**** EXCERPTED DATA ****
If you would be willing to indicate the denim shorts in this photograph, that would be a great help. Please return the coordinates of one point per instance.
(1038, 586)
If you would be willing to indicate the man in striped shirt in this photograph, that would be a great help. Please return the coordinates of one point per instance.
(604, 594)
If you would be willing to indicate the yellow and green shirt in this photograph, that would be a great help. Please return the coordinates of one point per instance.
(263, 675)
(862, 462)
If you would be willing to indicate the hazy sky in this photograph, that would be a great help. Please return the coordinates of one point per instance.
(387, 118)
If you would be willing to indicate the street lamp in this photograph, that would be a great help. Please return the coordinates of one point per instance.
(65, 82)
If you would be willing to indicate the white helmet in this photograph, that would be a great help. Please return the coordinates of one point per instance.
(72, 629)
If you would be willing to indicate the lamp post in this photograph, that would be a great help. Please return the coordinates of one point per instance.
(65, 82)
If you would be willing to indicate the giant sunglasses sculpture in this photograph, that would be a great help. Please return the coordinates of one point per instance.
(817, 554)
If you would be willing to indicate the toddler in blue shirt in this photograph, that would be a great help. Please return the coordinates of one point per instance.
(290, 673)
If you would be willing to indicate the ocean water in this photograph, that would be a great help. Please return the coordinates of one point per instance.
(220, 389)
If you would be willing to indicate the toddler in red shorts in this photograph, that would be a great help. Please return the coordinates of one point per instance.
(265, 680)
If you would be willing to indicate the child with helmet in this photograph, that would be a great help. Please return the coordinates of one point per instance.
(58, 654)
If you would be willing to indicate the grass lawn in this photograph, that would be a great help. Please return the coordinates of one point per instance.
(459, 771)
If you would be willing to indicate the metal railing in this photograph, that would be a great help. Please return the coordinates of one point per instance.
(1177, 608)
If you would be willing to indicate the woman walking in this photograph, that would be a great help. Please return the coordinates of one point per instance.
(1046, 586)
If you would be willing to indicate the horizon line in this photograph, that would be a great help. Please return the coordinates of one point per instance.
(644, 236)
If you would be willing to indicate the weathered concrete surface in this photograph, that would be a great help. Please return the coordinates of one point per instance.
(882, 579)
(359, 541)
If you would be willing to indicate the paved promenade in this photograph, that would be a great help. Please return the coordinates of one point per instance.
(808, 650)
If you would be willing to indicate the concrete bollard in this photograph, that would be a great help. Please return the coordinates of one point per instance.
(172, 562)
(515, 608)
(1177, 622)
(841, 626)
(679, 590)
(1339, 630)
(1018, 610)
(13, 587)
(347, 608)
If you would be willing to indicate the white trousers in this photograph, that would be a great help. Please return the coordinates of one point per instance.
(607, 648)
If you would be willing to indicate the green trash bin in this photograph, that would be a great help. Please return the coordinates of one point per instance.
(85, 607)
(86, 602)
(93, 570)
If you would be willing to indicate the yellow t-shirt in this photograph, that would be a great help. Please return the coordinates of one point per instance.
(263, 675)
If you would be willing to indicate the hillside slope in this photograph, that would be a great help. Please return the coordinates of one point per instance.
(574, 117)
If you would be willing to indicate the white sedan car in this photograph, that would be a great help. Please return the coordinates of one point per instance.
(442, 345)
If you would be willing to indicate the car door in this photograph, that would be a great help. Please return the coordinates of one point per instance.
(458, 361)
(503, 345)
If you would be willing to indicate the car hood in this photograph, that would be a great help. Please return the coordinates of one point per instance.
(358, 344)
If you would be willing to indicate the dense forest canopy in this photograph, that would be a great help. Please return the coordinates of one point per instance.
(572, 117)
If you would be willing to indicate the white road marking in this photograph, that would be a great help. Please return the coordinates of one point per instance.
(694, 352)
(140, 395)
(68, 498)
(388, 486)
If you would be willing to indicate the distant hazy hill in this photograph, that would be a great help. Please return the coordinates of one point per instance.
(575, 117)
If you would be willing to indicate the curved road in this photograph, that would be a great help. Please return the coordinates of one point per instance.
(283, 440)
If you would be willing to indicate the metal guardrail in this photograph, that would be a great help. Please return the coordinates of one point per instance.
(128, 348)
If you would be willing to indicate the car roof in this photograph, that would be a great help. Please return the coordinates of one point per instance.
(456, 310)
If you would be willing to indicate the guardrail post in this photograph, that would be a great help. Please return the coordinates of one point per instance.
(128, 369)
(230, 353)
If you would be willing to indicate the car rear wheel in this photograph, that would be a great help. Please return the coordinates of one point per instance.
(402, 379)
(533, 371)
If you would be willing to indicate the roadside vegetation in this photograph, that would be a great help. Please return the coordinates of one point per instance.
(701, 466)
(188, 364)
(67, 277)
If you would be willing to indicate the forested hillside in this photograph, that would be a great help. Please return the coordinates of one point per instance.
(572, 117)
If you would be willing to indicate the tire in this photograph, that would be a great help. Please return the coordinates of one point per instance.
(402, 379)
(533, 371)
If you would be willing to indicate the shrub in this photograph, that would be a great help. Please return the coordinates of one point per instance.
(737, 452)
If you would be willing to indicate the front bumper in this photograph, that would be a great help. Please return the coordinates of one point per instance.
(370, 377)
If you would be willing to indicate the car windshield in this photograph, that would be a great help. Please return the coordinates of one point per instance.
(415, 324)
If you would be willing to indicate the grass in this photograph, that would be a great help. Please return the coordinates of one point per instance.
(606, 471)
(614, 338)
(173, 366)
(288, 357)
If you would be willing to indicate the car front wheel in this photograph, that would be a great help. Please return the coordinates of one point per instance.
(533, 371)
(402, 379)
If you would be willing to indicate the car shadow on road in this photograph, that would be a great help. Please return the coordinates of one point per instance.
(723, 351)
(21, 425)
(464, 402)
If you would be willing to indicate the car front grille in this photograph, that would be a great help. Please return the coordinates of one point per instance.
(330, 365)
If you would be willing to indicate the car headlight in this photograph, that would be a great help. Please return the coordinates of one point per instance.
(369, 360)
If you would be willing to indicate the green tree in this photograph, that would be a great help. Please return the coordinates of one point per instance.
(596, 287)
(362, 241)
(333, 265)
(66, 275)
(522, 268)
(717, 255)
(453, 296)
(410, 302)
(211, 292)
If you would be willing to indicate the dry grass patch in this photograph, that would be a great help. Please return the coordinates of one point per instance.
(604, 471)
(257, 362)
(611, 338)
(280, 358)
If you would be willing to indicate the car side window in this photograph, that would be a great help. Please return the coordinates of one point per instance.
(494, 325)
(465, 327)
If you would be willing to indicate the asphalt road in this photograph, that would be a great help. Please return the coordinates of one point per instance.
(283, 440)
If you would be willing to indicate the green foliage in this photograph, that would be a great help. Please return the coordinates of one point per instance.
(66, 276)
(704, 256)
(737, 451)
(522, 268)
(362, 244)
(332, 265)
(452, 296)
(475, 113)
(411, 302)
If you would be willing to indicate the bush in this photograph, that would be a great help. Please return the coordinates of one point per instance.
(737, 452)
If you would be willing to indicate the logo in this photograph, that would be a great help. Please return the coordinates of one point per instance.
****
--- ABOUT THIS EXERCISE ---
Every entry should be transcribed exactly, with nothing omitted.

--- ANSWER TO THIS TASK ---
If you would be willing to indicate the denim shorts in this photograph, that would be a great help. Please return the coordinates of one point per instance.
(1038, 586)
If you would be willing to indicate the man in striped shirt in this photograph, that would be a great help. Please return the coordinates of one point per instance.
(604, 594)
If you would be willing to indicate the yellow and green shirt in this photograph, that would be a great help. Please return the coordinates of one point per instance.
(263, 675)
(862, 462)
If you would be willing to indicate the hazy sky in this photograph, that would be a great help. Please return the coordinates of one point per instance.
(387, 118)
If you would be willing to indicate the street lamp in this photograph, that would be a great help. Please return the coordinates of one point per instance.
(65, 82)
If you would be willing to indicate the white helmet in this photograph, that would be a great help. Please return the coordinates of one point per instance.
(72, 629)
If you would be willing to indicate the lamp post in this photograph, that would be a great help. Please return the coordinates of one point per instance.
(65, 82)
If you would be willing to indicate the giant sunglasses sculpture in this photograph, that would be a great help. Please return the coordinates of one point per instance.
(817, 554)
If you would be willing to indicate the toddler in blue shirt in this photograph, that would be a great help. Please return the coordinates of one point per instance.
(290, 673)
If you would be willing to indicate the ocean water in this photograph, that would be a great help. Please return the coordinates of one point per instance.
(220, 389)
If you would be willing to indicate the toddler in red shorts in this photograph, that would be a great help. Please return the coordinates of one point per instance.
(265, 680)
If you would be willing to indicate the child with helmet in this photograph, that would be a great help. Please return the coordinates of one point per instance.
(58, 654)
If you would be willing to indicate the grass lawn in this photograph, that would be a great help. Please return the coordinates of one point per instance.
(459, 771)
If you would be willing to indicate the metal railing in this photograph, that would be a great help. Please return the coordinates of one point per instance.
(1177, 608)
If you would be willing to indicate the woman walking in this photograph, that would be a great help. Please return the coordinates of one point per instance.
(1046, 586)
If you would be willing to indicate the horizon line in this photograph, that would be a great help. Please return the coordinates of one point per instance.
(644, 236)
If you would be willing to indicate the weathered concrete surface in this photograph, that would be a great help. Please return the coordinates of one point per instance.
(882, 579)
(359, 541)
If you would be willing to indicate the paved promenade in this photograph, that would be a great help. Please return the coordinates of one point per instance.
(808, 650)
If you would be willing to indicate the concrete bollard in this photograph, that would be a great help. Please return the coordinates of one point per instance.
(172, 562)
(515, 608)
(1177, 622)
(841, 626)
(679, 590)
(1339, 630)
(1018, 610)
(13, 587)
(347, 608)
If you would be willing to indicate the white trousers in this photograph, that would be a great help. Please return the coordinates of one point per instance.
(607, 648)
If you would be willing to indicate the green trash bin in this photograph, that would be a great help. Please return the coordinates of one point per instance.
(85, 607)
(86, 602)
(93, 570)
If you would be willing to indicate the yellow t-shirt in this photograph, that would be a great help. Please return the coordinates of one point per instance.
(263, 675)
If you would be willing to indicate the hillside slope in this photograph, that would be a great help. Please return the coordinates of one point per instance.
(574, 117)
If you would be willing to indicate the white sedan car in this photograph, that would be a great help. Please return the coordinates of one point per instance.
(442, 345)
If you would be willing to indicate the car door in this photograph, that would be a great help. Please return the coordinates of one point per instance.
(458, 361)
(503, 345)
If you would be willing to indicate the car hood in this photograph, that would be a great help. Please return the coordinates of one point per instance.
(358, 344)
If you would be willing to indicate the dense forest canopy in this photograph, that would be a great help. Please return the coordinates of one point per instance.
(572, 117)
If you would be willing to indicate the white road marking in this photograph, that would be a great help. Please return the coordinates of one point per instance.
(694, 352)
(140, 395)
(68, 498)
(388, 486)
If you would be willing to indicate the distant hazy hill in this photograph, that would be a great help. Please return the coordinates of one point per instance.
(575, 117)
If you would be willing to indicate the curved road in this photograph, that would be a great help. Please return the coordinates of one point per instance.
(283, 440)
If you would be willing to indicate the metal guardrail in this photograph, that would be a great help. Please return the coordinates of one point per instance.
(128, 348)
If you would be willing to indicate the car roof in this photograph, that would be a great help. Please return the coordinates of one point per instance.
(456, 310)
If you would be willing to indicate the guardrail post in this photograph, that would be a great help. Please return the coordinates of one point per instance.
(128, 369)
(230, 353)
If you would be willing to indicate the car rear wheel in this photograph, that would be a great help. Please return the coordinates of one point per instance.
(402, 379)
(533, 371)
If you would be willing to indicate the roadside vegetation in this photograph, that would be a great help. Please return the coordinates of one point per instance.
(701, 466)
(188, 364)
(67, 277)
If you would be willing to indicate the forested hillside in this photograph, that would be a great help. Please return the coordinates of one point per instance.
(572, 117)
If you would be willing to indicate the tire in this photograph, that would be a great help. Please return the coordinates of one point per instance.
(402, 379)
(533, 371)
If you would be willing to indicate the shrub in this photograph, that would be a great help. Please return the coordinates of one point per instance.
(737, 452)
If you would be willing to indicate the front bumper in this photograph, that would be a great help. Please return the coordinates of one point per instance.
(370, 377)
If you would be willing to indicate the car windshield in this photograph, that would be a great help. Please return the coordinates of one point per instance.
(415, 324)
If you would be willing to indicate the grass in this photograph, that would be a great help. Please return the coordinates of one point per instance.
(606, 471)
(614, 338)
(173, 366)
(288, 357)
If you would be willing to indicate the car front wheel in this photograph, that would be a great help. Please return the coordinates of one point per instance.
(533, 371)
(402, 379)
If you would be willing to indicate the car shadow on road in this photograph, that would be a great help. Please return the coordinates of one point per instance.
(723, 351)
(21, 425)
(464, 402)
If you would be willing to indicate the car front grille in this photograph, that would be a great help. Please return the coordinates of one point per instance.
(330, 365)
If you would be willing to indicate the car headlight in this photograph, that would be a great help. Please return the coordinates of one point per instance.
(369, 360)
If you would be willing to indicate the green tree in this photograph, that would be a great help. Please return the coordinates of one point per instance.
(596, 287)
(362, 241)
(333, 265)
(66, 275)
(522, 268)
(717, 255)
(453, 296)
(410, 302)
(211, 292)
If you would be willing to indicate the dry grass patch in this photograph, that would be a great help. Please return the coordinates of one point per instance.
(604, 471)
(257, 362)
(611, 338)
(280, 358)
If you would be willing to indicate the car side window in this photograph, that would be a great help. Please return the coordinates of one point per instance.
(494, 325)
(465, 327)
If you would be willing to indicate the asphalt road in this photograph, that would be a great help. Please return the coordinates of one point per instance.
(283, 440)
If you would be willing to indicate the green foliage in this photograph, that would be a great help. Please return the coordinates of one point per instance.
(66, 276)
(704, 256)
(737, 451)
(522, 268)
(362, 244)
(332, 265)
(452, 296)
(475, 113)
(411, 302)
If you would be willing to indicate the bush in this photograph, that would be a great help. Please return the coordinates of one point per instance.
(737, 452)
If you would be willing to indicate the logo in this photograph, that would be a great help. Please return the coordinates of one point per instance.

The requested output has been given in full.